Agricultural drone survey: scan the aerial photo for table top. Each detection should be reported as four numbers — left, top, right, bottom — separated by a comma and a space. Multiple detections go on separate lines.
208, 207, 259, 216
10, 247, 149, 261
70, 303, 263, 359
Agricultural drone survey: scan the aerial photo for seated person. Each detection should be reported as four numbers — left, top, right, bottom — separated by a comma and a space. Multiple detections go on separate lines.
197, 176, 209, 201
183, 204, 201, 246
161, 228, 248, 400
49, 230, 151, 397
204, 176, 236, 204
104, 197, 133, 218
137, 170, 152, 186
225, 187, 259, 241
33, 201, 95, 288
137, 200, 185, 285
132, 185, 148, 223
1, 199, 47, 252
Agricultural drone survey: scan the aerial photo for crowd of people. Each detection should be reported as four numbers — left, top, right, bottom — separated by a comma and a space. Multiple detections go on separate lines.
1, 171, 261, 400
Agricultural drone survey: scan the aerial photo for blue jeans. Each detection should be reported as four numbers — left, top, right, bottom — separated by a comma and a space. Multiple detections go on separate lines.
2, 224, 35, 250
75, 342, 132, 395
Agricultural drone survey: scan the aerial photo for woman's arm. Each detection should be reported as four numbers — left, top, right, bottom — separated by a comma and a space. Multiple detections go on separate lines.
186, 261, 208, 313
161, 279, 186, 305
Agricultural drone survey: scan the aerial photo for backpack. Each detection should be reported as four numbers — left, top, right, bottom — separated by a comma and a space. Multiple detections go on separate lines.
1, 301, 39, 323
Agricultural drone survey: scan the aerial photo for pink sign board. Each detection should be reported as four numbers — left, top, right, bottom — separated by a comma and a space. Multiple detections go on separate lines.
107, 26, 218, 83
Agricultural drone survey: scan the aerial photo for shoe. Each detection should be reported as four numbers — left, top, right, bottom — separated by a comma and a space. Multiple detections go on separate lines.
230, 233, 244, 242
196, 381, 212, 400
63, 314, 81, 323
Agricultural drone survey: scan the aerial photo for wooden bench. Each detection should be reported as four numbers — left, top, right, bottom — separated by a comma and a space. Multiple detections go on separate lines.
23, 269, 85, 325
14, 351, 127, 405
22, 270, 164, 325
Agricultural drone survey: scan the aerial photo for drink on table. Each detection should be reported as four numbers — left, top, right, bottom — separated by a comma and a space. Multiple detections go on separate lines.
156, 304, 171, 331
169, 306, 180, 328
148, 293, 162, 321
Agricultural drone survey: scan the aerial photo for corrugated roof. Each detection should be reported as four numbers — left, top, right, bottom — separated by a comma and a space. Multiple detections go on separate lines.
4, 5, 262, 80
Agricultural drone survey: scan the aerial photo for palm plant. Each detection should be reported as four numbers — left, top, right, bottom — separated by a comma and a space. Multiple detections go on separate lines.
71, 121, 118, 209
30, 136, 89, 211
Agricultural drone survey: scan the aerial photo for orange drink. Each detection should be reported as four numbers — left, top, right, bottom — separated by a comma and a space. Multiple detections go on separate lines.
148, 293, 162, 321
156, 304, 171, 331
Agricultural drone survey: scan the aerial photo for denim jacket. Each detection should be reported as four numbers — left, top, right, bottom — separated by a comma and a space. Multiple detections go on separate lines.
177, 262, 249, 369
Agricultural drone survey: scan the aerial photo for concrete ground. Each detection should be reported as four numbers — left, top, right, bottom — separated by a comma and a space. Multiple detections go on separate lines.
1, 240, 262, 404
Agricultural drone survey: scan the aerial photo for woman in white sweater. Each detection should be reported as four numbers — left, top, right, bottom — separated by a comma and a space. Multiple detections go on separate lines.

-.-.-

What you should do: Please make an exact copy of each record.

Answer:
Agricultural drone survey: scan the aerial photo for table top. Each detection should be reported as four numbers — left, top, right, bottom — separated by a comma and a space. Multiple detections go on separate lines.
208, 207, 259, 216
10, 247, 149, 261
70, 303, 263, 359
Agricultural drone survey: scan the aerial photo for seated person. Each detection should be reported as four numbers — left, top, right, bottom — separated by a comma and a space. Multiple detections go on separate lines.
197, 176, 209, 201
183, 204, 201, 246
161, 228, 248, 400
49, 230, 151, 397
204, 176, 236, 204
104, 197, 133, 218
137, 170, 152, 186
225, 187, 259, 241
33, 201, 95, 288
137, 200, 185, 285
132, 185, 148, 223
1, 199, 47, 252
Agricultural drone survey: scan the aerial photo for crowd of people. Each detection should be reported as four numbers — left, top, right, bottom — separated by a comma and a space. Multiple detections go on separate lines.
1, 171, 261, 400
Agricultural drone survey: scan the aerial photo for blue jeans. Each detection should be reported as four numbers — left, top, right, bottom — separated by a comma and a space. Multiple detections go on separate lines.
2, 224, 35, 250
75, 342, 132, 395
Agricultural drone survey: scan the aerial photo for woman's arm. Each detection should be reported as four numbers — left, top, right, bottom — separated by a comma and a space. Multiple detections go on separate lines.
186, 261, 208, 313
161, 279, 186, 305
Agricultural drone survey: scan the aerial photo for backpack. Each detection should be reported as four numbers — left, top, right, bottom — separated by a comma and a space. Multiple detections go on separate lines.
1, 301, 39, 323
Agricultural drone survey: scan the aerial photo for pink sign board. Each detection should be reported as four numbers — left, top, right, bottom — separated by a comma and a space. Multiple detections go on separate lines.
107, 26, 218, 83
Agricultural drone survey: scan the aerial photo for shoe. Each detection should be reported as four numbers — left, top, right, bottom — separated by a comma and a space. Multiple detections go on separate lines.
230, 233, 244, 242
196, 381, 212, 400
63, 314, 81, 323
Agricultural drone survey: scan the aerial photo for wooden bench. Each detection should be reported as four numbers — left, top, right, bottom — separated by a comma and a space. Multiple detections go on separate lines.
23, 269, 85, 325
14, 351, 127, 405
22, 270, 164, 325
Agricultural drone survey: scan the aerial photo for drink on table. Each detection should be reported as four numbers — left, top, right, bottom — separated by a comma and a space. Multiple detections go on separate lines.
156, 304, 171, 331
169, 306, 180, 328
148, 293, 162, 321
Agricultural drone survey: scan the aerial photo for corrugated roof. Each detection should be reported as four numbers — left, top, right, bottom — separated by a comma and a space. Multiple detections go on separate lines.
4, 5, 262, 80
Agricultural drone survey: scan the aerial photo for palm plant. Each detection should be reported as four numbers — left, top, right, bottom — separated by a comma and a space. Multiple detections go on separate lines.
71, 121, 118, 209
30, 136, 89, 211
Agricultural drone survey: scan the aerial photo for orange drink. Each detection should be reported as four numbers — left, top, right, bottom — separated by a comma and a space. Multiple detections go on separate lines.
148, 293, 162, 321
156, 304, 171, 331
Agricultural drone survey: scan the aerial photo for denim jacket. Each detection should be reported as four numbers — left, top, right, bottom — separated by a comma and a space. Multiple detections go on separate lines.
177, 262, 249, 369
Agricultural drone survey: scan the aerial photo for concrete ground. Each detection should be reported as four numbers — left, top, right, bottom — separated by a comma and a space. Multiple detections go on separate lines.
1, 240, 262, 404
Agricultural drone survey: scan the aerial photo for woman in white sweater. Each detection should be reported as four numbers — left, top, right, bottom — separated by a comma and a space. Multiple detections go on separate lines.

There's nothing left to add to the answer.